(Part of a data file)

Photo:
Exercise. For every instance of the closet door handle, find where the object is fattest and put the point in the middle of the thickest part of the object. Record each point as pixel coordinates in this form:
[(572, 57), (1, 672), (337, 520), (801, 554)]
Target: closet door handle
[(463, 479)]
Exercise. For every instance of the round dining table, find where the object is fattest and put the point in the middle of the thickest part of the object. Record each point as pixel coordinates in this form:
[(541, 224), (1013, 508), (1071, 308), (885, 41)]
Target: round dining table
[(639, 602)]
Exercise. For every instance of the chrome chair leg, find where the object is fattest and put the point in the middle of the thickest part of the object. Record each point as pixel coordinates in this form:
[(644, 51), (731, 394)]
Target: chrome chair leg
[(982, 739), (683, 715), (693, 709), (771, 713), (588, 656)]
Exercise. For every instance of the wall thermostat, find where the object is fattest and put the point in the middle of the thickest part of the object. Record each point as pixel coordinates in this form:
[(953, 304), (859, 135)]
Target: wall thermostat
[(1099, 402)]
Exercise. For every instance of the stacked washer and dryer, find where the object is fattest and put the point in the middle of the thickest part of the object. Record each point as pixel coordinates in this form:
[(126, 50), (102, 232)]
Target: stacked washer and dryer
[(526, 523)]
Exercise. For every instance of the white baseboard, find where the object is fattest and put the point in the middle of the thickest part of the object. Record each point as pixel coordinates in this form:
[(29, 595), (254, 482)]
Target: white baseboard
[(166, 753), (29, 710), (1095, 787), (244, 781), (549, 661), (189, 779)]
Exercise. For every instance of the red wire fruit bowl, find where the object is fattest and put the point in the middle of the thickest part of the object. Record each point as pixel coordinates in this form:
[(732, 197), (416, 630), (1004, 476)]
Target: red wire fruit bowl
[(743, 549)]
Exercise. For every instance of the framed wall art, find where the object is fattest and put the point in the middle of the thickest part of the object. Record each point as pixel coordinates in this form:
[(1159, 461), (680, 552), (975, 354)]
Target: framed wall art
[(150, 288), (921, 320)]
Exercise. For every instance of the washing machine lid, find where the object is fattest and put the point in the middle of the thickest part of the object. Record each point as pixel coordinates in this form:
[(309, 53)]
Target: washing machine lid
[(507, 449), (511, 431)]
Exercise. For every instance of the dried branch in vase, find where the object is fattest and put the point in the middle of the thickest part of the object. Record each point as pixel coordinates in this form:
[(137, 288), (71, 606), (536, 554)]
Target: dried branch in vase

WHAT YOU HAVE TO DO: Rewrite the part that opens with the line containing "Exercise. For every instance of the stacked" and closes with the line containing "[(526, 523)]", both lines included, keeping all of its wording unchanged. Add -107 to every pixel coordinate in the answer, and leave the sample coordinates that show the format unchanged.

RESULT FOR THIS TASK:
Exercise. For every instance of the stacked washer and dryer, find where the object is fattest and put the point in the middle of the thickest part of the object. Record each point as pixel coordinates in this form:
[(126, 50), (102, 232)]
Target: stacked washer and dryer
[(419, 416)]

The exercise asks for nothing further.